● Lignes enregistrées:
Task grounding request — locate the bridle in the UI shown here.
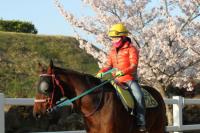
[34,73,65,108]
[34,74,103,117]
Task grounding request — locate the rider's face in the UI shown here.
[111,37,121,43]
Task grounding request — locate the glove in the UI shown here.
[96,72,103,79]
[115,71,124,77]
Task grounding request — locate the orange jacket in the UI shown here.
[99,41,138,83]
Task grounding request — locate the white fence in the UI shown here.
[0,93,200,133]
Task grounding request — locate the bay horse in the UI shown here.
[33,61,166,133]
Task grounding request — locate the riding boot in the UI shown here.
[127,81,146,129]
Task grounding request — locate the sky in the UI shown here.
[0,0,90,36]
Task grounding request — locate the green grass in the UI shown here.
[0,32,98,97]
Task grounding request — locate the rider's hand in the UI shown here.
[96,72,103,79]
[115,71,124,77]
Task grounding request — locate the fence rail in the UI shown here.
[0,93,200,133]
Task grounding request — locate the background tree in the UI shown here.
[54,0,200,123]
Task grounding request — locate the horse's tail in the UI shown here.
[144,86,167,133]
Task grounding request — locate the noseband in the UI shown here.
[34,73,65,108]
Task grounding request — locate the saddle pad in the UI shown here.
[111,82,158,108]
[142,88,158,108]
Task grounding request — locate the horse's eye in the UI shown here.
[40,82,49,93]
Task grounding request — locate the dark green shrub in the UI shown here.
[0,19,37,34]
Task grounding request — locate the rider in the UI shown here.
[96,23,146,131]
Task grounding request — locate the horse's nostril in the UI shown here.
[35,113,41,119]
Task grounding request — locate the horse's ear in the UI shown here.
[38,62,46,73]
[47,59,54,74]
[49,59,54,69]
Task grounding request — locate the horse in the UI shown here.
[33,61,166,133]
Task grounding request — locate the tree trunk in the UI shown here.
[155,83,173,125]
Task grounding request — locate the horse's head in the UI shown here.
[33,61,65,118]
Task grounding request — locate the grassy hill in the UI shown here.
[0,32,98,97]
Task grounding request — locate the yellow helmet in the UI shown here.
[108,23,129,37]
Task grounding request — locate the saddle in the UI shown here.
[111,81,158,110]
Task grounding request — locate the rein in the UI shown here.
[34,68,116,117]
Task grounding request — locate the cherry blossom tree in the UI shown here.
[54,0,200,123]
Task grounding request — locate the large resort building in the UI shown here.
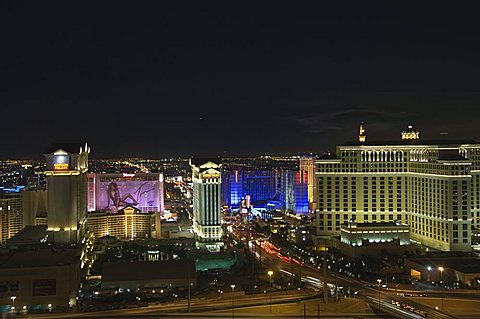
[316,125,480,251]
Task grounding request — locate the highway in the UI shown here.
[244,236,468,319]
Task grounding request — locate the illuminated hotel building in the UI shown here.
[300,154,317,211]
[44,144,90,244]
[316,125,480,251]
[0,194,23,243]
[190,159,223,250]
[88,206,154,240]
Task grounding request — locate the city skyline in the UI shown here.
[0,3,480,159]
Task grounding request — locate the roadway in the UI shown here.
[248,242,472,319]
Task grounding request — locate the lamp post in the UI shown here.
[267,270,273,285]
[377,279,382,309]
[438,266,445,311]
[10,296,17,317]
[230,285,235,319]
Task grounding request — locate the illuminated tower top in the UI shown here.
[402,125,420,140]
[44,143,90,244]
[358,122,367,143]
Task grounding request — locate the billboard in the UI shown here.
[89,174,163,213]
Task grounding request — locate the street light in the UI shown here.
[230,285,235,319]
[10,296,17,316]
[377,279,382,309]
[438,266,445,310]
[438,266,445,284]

● Problème posé:
Présentez sous forme de liste numérotée l'ensemble des lignes des items ci-dessus, sans les lignes vides. N'incluez pas les images dans votre réponse.

● Réponse à l'exercice:
1. Task grounding request — locate the bridle in the UI shown here.
2. [34,73,65,108]
3. [34,74,103,117]
4. Task grounding request — locate the rider's face in the UI shown here.
5. [111,37,121,43]
6. Task grounding request — locate the glove in the UI shown here.
7. [96,72,103,79]
8. [115,71,124,77]
9. Task grounding request — locate the orange jacket in the UI shown here.
10. [99,41,138,83]
11. Task grounding request — locate the white fence in the UI shown here.
12. [0,93,200,133]
13. Task grounding request — locate the bay horse in the UI shown here.
14. [33,61,166,133]
15. Task grounding request — locate the riding boot in the UI shown here.
16. [127,81,146,129]
17. Task grounding request — locate the sky in the UI shown here.
18. [0,0,90,36]
19. Task grounding request — locate the green grass in the UI shown here.
20. [0,32,98,97]
21. Task grounding request — locate the rider's hand in the UI shown here.
22. [96,72,103,79]
23. [115,71,124,77]
24. Task grounding request — locate the fence rail in the UI shown here.
25. [0,93,200,133]
26. Task grounding request — locate the background tree in the UI shown here.
27. [54,0,200,123]
28. Task grounding request — locate the horse's tail in the UI shown here.
29. [144,86,167,133]
30. Task grounding request — locate the noseband in the UI shown here.
31. [34,73,65,108]
32. Task grounding request — locate the saddle pad in the UI shown here.
33. [111,82,158,108]
34. [142,88,158,108]
35. Task grounding request — locate the horse's eye in the UI shown here.
36. [40,82,49,93]
37. Task grounding request — locate the dark green shrub in the UI shown here.
38. [0,19,37,34]
39. Task grounding request — locate the rider in the UI shown here.
40. [96,23,146,131]
41. Task grounding request — locate the horse's nostril in the UI shown here.
42. [35,113,41,119]
43. Task grounding request — locate the horse's ear in the UI shown here.
44. [38,62,46,73]
45. [47,59,54,74]
46. [49,59,54,69]
47. Task grounding request — locate the horse in the UI shown here.
48. [33,61,166,133]
49. Task grounding request — locate the tree trunk in the UI shown here.
50. [155,83,173,125]
51. Task grounding request — locate the horse's head in the UI shown here.
52. [33,61,65,118]
53. Task grounding request — locate the grassy hill in the UI shown here.
54. [0,32,98,97]
55. Task grounding request — locate the yellow helmet in the UI shown here.
56. [108,23,129,37]
57. Task grounding request — locate the saddle in the UI shown here.
58. [111,81,158,110]
59. Task grounding request — locate the rein in the UI shown here.
60. [34,68,116,117]
61. Task grounding request — locate the cherry blossom tree in the UI shown here.
62. [54,0,200,123]
63. Task grounding request — locate the large resort building in the UI shown here.
64. [316,125,480,251]
65. Task grounding request — locate the highway in the UI shown here.
66. [244,236,468,319]
67. Task grounding request — locate the illuminated hotel building in the UI shown here.
68. [300,154,317,211]
69. [44,144,90,244]
70. [316,125,480,251]
71. [0,194,23,243]
72. [190,159,223,250]
73. [88,206,154,240]
74. Task grounding request — locate the city skyline in the UI shown here.
75. [0,3,480,159]
76. Task grounding request — locate the roadway in the UI shown here.
77. [248,242,472,319]
78. Task grounding request — locate the lamp post in the UI shown here.
79. [267,270,273,285]
80. [377,279,382,309]
81. [438,266,445,311]
82. [10,296,17,317]
83. [230,285,235,319]
84. Task grounding request — locate the illuminated tower top in the UI shown here.
85. [402,125,420,140]
86. [44,143,90,244]
87. [358,122,367,143]
88. Task grounding request — locate the billboard in the UI shown here.
89. [89,174,163,213]
90. Task grounding request — locate the street light in the UI shown here.
91. [230,285,235,319]
92. [10,296,17,316]
93. [377,279,382,309]
94. [438,266,445,310]
95. [438,266,445,284]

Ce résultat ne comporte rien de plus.